> _REQUIREMENT_: In the entries below, find each line with the word "floor" and pull it out.

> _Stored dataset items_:
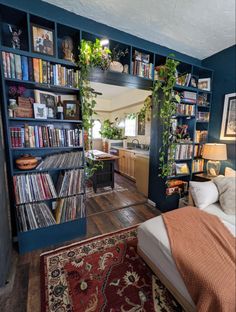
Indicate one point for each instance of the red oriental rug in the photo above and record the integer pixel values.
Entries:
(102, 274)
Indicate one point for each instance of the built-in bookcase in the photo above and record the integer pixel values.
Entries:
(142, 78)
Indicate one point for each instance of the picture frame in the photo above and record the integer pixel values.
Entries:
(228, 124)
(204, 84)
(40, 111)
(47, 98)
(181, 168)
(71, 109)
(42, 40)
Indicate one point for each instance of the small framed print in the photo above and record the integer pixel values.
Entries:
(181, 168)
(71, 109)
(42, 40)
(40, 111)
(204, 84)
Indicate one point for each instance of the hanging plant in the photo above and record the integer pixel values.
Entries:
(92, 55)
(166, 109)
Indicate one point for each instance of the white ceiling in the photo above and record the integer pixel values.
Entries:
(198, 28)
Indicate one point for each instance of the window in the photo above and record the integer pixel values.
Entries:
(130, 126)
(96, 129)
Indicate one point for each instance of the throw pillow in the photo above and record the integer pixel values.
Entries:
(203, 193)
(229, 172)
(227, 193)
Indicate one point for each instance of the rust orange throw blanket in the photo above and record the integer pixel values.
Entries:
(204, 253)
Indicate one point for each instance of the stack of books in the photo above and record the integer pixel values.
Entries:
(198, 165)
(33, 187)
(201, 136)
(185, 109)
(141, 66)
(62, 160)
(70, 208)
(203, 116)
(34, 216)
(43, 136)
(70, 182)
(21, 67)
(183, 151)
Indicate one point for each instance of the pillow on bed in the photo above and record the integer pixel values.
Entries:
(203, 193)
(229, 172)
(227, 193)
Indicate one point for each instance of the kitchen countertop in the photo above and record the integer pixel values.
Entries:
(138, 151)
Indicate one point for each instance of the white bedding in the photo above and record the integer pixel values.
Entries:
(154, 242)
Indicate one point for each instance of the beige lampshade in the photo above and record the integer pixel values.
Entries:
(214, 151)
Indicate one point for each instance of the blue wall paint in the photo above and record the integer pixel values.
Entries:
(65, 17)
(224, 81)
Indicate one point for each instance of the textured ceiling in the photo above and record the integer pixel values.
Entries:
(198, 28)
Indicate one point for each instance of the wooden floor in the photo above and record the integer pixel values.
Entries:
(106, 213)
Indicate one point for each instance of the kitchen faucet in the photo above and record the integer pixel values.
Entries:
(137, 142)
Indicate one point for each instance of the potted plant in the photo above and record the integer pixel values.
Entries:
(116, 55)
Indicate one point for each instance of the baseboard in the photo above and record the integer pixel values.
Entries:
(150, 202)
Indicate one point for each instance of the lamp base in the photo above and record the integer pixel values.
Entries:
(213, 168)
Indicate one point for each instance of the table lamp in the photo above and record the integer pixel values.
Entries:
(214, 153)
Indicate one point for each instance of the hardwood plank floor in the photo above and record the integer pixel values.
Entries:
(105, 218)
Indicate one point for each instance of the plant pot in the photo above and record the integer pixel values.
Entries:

> _TASK RESULT_:
Indicate one point for each instance of the wooden floor in the photo above and record the integer pixel values.
Indicate one point for each instance of the hardwood plank floor in the photo above and record the integer pixel values.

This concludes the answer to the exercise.